▸ **Task brief**:
The entries below are to be repeated verbatim, in full.

Recorded data:
+++

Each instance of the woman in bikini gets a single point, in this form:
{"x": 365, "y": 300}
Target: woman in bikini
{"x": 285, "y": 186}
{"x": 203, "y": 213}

+++

▸ **Response below**:
Each instance of the woman in bikini gets a single point, in this form:
{"x": 365, "y": 300}
Target: woman in bikini
{"x": 285, "y": 186}
{"x": 203, "y": 213}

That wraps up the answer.